Excerpts from point annotation data
--
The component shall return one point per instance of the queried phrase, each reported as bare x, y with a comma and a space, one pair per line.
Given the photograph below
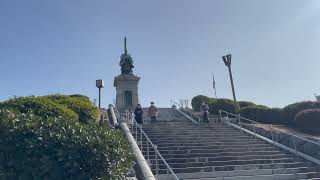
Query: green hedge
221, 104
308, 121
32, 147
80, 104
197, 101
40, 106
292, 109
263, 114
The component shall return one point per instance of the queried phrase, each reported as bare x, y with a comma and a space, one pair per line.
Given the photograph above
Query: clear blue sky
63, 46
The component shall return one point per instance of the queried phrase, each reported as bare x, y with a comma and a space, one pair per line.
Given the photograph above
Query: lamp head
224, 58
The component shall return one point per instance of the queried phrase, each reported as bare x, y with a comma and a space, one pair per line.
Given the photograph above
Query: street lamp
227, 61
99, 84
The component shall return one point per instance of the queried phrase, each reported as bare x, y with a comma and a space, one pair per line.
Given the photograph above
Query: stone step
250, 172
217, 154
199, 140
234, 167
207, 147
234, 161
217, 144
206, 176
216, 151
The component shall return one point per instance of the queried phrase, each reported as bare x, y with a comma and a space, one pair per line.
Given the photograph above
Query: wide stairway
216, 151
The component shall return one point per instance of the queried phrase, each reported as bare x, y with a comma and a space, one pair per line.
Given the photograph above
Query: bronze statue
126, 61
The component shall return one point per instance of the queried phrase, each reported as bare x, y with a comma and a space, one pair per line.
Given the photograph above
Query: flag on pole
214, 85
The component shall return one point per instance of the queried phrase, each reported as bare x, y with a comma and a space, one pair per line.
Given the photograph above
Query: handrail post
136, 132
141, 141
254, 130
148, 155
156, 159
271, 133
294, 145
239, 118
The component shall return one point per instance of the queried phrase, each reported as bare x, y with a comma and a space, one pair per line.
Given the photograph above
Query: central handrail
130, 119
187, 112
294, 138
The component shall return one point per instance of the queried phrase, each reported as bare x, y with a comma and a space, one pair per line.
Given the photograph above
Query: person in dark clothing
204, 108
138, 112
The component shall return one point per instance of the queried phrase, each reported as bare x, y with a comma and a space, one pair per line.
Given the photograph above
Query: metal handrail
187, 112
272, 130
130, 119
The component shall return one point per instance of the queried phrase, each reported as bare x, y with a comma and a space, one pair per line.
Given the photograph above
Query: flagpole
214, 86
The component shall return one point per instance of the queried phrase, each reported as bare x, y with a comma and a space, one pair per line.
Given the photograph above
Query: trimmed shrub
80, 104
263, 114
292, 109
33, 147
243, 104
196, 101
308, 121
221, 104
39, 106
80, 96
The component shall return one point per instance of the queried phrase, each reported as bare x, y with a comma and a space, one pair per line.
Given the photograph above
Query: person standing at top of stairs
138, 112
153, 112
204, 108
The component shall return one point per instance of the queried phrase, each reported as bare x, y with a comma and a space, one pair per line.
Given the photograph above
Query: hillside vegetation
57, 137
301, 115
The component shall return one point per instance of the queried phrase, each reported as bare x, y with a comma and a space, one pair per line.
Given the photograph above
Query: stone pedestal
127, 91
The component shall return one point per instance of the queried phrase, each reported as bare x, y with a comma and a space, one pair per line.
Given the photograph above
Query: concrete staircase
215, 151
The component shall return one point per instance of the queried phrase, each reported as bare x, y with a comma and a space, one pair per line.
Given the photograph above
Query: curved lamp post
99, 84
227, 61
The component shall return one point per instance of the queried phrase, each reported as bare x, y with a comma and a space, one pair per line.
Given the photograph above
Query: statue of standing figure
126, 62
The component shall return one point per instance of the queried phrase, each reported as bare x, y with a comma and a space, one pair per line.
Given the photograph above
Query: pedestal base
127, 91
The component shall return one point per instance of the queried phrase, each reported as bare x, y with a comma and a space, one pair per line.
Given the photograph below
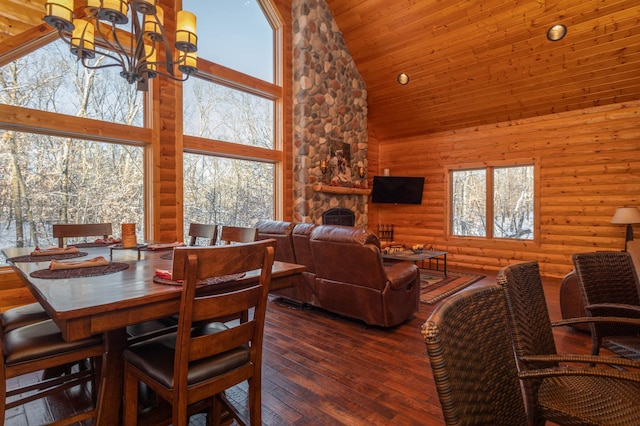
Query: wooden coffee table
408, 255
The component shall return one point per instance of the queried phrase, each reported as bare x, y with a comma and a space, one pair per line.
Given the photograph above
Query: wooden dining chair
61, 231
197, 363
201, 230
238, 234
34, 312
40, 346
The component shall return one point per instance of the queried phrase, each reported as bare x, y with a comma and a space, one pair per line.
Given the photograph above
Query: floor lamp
--
◆ Problem details ◆
Return the listing above unchanged, apart from dropping its pictures.

◆ Task solution ◆
The component shall return one point per instance of the queried phrase, each reported as bare x, y with a comma and a space, one pair per line.
Given the photograph below
Query: green hedge
221, 104
308, 121
32, 147
80, 104
197, 101
40, 106
292, 109
263, 114
The component shall return one point per instance of the queried phrase, each reported as bare x, y with a comma and a space, one pair per line.
Given the photograph above
Query: clear blue sky
63, 46
The component shall return one point per instance of the queried phrase, each reported as bare x, y with a comma and a space, one pair per line.
Given the photograph above
Query: lamp head
224, 58
The component shall return one point per instance of the queried phrase, each reported as bare x, y with a comma and a space, one pair per line.
Given the photograph above
Query: street lamp
227, 61
99, 84
The component shall return one point per instance of the queried phrase, each reported as bare x, y with a comma and a space, one pair per line.
Given the photograph above
Query: stone step
250, 172
217, 154
199, 140
234, 167
207, 147
234, 161
217, 144
206, 176
216, 151
The component shall return one point per instance of the queried phrase, each reported as bare x, y with a comma and a space, one pair per line.
Given the photograph above
Query: wide stairway
216, 151
The component shall return one point per instance of the queried phrase, each reported as bare x, y with a comma and a space, one pair per line.
Given the photograph above
Query: bronze statue
126, 61
The component shall return one point per instance of the queried phrase, each reported as bare x, y with a comma and a space, one pair per line.
Given the photograph above
Query: flag on pole
214, 85
The component shall return one point per instance of the queried phrase, each reported as bare x, y with a comma and a space, one pair per line.
Given the photograph above
Query: handrail post
136, 132
141, 141
254, 130
148, 155
156, 159
271, 133
294, 145
239, 118
The component shall return one point per instance of the queried phrase, each reported as bare x, y with a comma and a space, one pair per line.
Given the photograph above
Query: central handrail
130, 119
187, 112
294, 138
The component shall return one point per instance of the queried phrase, each reported as bare x, y with a comma and a space, one pair per line.
Given the photograph above
Query: person in dark clothing
204, 108
138, 112
The component shall return one point per instance of the queried phrase, each reported as bare x, y with a comma and a space, one pair per line.
Given the photograph above
Query: metal handrail
187, 112
272, 130
130, 119
The component shall return one point per instance of the queried phrase, each reported as bare x, y with a comma and a space, one pair per line.
Given the photograph above
Query: flagpole
214, 86
The component shall return one point per instance of the queried phrase, each reported as bare x, y with a comma and a space, one pair per line.
Given the photograph above
Query: trimmed shrub
80, 104
263, 114
292, 109
33, 147
243, 104
196, 101
308, 121
221, 104
39, 106
80, 96
The component shall return one point per instance of the queried phrase, each reported as bare x, y with a comma and a space, one pair per line.
Given the photograph above
Query: person standing at top of stairs
138, 112
153, 112
204, 108
The component shall return one point per instance of the queried phrase, each reported as bare x, y with a comma and a space, one pair per line.
Given the photograph above
Query: hillside vegetation
57, 137
301, 115
The component shall return one point per instance of the queried phrase, each reported as bare x, y with a comma and a space, one pair per line.
Given the photograph above
Query: stone pedestal
127, 91
The component shall return one point per instance of the queried phrase, each reported as bare x, y with a comma and a space, one pair per line.
Given the photograph above
Query: concrete staircase
215, 151
The component shall return one point per instance of the queried phrase, each reported as bare x, y with a comma and a space, one pair per line.
Given the photograph above
Query: curved lamp post
99, 84
227, 61
The component shall return one point per instance of the queried phrase, each reported as bare x, y with a comma and a space, one pair per line.
Given the photograph above
Query: statue of standing figure
126, 62
The component shall return one point per instance of the queried phrase, each reported as bare x, y with a comma and a space, one pair per line.
Given the photograph above
Query: pedestal base
127, 91
The component shall return one point per instance of the queried phrase, each reported as bare x, y with a comma and a space, one pair per line.
Given the photograph below
Query: wooden coffee table
408, 255
The component shall return one point per instance of the queried phrase, each reported as bare x, y with a comma and a space, one pair per line.
Given the photograph above
Query: wooden dining chair
61, 231
197, 363
201, 230
238, 234
34, 312
40, 346
The component shall return one point per instance of the queried phrase, each reported as bare x, y with a comma and a space, one pair per line.
Given the photograph above
Query: floor lamp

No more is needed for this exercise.